Work request: From the entries below, please output exactly the lines starting at the one containing "# annotate each instance of the boy's face" and ending at the one containing "# annotate each instance of the green foliage", both included.

□ □ □

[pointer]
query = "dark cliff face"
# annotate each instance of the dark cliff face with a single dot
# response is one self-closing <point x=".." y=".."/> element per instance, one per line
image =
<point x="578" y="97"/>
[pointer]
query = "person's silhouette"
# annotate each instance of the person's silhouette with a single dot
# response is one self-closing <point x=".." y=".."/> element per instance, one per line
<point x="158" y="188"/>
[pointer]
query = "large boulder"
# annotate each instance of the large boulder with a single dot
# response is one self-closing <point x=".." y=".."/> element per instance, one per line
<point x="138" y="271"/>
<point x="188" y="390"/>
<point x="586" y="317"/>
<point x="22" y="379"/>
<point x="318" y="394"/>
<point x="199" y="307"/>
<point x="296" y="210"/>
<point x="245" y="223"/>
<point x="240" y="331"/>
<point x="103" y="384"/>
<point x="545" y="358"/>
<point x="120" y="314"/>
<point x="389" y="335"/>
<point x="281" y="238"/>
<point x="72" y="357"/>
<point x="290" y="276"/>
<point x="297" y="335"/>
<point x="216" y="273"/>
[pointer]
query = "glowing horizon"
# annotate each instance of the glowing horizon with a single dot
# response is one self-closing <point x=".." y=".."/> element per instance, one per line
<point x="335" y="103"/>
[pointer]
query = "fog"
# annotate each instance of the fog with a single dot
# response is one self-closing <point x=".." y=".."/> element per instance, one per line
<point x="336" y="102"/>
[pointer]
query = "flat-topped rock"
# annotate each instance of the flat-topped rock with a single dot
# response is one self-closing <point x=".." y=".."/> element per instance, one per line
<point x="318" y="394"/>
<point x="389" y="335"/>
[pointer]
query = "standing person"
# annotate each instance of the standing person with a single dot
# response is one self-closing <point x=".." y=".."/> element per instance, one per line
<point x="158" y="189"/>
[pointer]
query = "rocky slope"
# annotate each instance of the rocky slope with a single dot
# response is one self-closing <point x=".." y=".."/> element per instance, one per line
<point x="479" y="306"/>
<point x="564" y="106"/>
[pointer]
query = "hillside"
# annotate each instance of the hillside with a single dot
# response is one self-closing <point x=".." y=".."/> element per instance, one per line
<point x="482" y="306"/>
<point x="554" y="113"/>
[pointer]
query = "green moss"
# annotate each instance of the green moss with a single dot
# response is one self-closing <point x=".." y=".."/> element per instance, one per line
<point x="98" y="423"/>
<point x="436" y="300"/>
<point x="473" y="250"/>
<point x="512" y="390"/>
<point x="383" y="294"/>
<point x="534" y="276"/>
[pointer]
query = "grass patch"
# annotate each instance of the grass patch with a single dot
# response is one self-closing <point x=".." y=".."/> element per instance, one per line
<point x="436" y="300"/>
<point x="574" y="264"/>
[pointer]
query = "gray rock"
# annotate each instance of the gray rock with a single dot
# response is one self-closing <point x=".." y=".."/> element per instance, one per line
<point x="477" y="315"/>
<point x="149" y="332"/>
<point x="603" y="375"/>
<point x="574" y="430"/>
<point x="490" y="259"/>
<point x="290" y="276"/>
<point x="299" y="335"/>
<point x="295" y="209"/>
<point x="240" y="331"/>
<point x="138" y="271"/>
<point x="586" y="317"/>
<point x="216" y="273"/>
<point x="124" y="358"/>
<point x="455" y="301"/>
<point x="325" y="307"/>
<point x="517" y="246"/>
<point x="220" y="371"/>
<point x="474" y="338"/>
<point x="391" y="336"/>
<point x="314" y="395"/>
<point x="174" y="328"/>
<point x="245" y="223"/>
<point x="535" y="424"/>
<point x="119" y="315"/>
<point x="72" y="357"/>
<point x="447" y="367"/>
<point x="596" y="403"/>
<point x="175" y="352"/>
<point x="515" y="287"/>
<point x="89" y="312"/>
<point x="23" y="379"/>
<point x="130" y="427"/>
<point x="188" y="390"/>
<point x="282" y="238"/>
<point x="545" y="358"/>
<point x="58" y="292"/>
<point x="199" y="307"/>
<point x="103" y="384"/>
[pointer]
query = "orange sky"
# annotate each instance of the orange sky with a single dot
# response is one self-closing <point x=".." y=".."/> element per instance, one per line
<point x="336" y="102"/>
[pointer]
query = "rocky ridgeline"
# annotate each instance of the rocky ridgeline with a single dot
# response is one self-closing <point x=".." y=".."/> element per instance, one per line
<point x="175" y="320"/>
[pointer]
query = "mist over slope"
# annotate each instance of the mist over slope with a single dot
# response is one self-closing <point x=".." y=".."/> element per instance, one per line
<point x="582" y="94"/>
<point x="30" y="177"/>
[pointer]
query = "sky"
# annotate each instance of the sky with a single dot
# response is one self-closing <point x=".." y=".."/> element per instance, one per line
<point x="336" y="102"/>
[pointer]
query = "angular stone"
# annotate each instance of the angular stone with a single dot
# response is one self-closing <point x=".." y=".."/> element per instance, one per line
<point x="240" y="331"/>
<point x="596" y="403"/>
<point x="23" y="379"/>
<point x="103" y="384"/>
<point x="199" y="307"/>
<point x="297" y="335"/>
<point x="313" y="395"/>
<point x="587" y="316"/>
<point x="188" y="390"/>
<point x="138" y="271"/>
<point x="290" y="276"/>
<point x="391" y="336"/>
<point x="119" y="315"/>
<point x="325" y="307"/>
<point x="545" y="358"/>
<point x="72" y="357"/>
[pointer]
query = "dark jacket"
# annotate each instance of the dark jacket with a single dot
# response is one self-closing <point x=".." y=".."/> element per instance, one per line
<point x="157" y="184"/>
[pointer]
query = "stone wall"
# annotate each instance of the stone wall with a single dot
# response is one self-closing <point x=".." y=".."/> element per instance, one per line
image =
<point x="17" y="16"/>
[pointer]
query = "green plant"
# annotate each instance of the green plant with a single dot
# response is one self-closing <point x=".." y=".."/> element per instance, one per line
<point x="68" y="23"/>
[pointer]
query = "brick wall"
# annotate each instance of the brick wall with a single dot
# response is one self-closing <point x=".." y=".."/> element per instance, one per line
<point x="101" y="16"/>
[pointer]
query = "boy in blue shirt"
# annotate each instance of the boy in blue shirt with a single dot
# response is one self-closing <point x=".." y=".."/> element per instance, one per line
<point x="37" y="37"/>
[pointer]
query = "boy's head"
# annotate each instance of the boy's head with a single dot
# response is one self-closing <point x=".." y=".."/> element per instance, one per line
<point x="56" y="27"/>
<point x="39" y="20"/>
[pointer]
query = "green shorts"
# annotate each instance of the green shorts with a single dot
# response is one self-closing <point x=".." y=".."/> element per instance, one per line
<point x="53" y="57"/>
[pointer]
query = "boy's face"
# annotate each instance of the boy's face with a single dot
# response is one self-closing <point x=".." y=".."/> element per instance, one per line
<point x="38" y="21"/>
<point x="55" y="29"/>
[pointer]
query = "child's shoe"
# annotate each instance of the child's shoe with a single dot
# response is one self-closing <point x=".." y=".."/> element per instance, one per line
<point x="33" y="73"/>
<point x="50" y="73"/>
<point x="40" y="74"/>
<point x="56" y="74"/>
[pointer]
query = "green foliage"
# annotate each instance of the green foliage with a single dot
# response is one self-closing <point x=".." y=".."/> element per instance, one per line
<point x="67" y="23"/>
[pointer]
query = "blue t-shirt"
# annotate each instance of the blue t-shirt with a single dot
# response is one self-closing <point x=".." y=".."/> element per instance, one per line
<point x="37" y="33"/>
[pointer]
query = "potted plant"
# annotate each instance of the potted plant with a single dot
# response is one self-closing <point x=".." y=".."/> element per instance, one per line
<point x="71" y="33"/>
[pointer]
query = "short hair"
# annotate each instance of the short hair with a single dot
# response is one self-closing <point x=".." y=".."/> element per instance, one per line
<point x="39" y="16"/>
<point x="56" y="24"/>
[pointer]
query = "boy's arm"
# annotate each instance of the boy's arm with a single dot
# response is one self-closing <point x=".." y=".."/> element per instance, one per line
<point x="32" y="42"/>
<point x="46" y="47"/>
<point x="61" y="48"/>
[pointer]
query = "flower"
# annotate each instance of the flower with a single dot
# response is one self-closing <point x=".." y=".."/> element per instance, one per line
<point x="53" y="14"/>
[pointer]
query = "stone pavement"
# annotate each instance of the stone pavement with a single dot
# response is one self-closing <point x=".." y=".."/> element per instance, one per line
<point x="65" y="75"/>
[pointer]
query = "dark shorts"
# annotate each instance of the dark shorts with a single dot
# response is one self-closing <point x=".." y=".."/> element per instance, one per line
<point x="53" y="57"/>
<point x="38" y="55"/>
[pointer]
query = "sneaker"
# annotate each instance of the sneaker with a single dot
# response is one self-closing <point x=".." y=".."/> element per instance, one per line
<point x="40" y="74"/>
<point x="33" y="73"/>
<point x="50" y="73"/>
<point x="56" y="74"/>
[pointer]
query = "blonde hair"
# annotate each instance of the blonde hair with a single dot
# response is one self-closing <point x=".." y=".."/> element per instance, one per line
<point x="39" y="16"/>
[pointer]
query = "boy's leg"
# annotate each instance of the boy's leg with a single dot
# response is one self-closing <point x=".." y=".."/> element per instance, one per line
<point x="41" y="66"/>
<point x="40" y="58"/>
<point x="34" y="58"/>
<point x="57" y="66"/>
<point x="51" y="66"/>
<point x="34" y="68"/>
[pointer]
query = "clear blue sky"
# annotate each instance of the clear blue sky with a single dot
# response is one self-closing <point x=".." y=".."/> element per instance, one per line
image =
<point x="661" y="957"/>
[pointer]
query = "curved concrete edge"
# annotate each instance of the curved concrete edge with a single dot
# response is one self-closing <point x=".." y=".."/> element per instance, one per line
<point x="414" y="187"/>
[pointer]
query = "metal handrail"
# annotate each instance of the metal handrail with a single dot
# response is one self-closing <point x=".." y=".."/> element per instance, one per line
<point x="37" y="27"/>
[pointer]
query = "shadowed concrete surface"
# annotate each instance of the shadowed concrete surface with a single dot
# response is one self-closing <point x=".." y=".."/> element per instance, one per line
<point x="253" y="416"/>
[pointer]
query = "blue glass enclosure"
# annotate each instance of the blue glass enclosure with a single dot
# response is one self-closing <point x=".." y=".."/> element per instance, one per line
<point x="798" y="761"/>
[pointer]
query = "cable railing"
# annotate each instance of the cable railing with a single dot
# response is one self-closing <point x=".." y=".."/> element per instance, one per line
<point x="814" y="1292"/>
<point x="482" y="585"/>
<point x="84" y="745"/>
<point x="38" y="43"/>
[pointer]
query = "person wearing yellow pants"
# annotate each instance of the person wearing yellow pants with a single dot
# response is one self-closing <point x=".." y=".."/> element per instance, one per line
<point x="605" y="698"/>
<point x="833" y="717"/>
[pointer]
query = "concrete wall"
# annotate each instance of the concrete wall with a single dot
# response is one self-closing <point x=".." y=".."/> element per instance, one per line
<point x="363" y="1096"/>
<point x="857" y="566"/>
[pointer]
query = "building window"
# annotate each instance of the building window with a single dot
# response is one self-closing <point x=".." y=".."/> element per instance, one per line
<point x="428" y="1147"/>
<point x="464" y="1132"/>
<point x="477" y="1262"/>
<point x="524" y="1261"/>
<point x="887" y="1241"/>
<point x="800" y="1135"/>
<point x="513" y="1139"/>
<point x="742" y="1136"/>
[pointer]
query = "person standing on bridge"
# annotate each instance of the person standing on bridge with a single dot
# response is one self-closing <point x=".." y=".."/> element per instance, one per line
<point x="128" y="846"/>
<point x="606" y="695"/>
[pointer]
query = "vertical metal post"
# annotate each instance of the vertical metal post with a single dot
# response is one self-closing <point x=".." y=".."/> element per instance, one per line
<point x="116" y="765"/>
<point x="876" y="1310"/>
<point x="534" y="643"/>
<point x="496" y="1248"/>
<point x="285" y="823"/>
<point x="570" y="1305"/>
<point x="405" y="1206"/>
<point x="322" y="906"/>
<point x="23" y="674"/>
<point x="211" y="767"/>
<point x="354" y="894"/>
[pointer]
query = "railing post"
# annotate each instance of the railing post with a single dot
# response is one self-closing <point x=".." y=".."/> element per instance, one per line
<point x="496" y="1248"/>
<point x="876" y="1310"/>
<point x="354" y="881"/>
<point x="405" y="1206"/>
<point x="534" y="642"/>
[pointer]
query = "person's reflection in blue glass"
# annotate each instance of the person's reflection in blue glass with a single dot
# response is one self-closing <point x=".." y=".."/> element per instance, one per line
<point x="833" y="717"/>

□ □ □

Finished task:
# annotate each instance of the boy's face with a single dot
# response is one self-closing <point x=".." y=".."/> element per instance, one per line
<point x="38" y="21"/>
<point x="55" y="29"/>
[pointer]
query = "child's shoe"
# annotate each instance of the child's shoe with a single dot
# response is one self-closing <point x=".." y=".."/> element per instance, one per line
<point x="33" y="73"/>
<point x="50" y="73"/>
<point x="40" y="74"/>
<point x="56" y="74"/>
[pointer]
query = "green foliage"
# annotate each instance of the green foliage with a single dot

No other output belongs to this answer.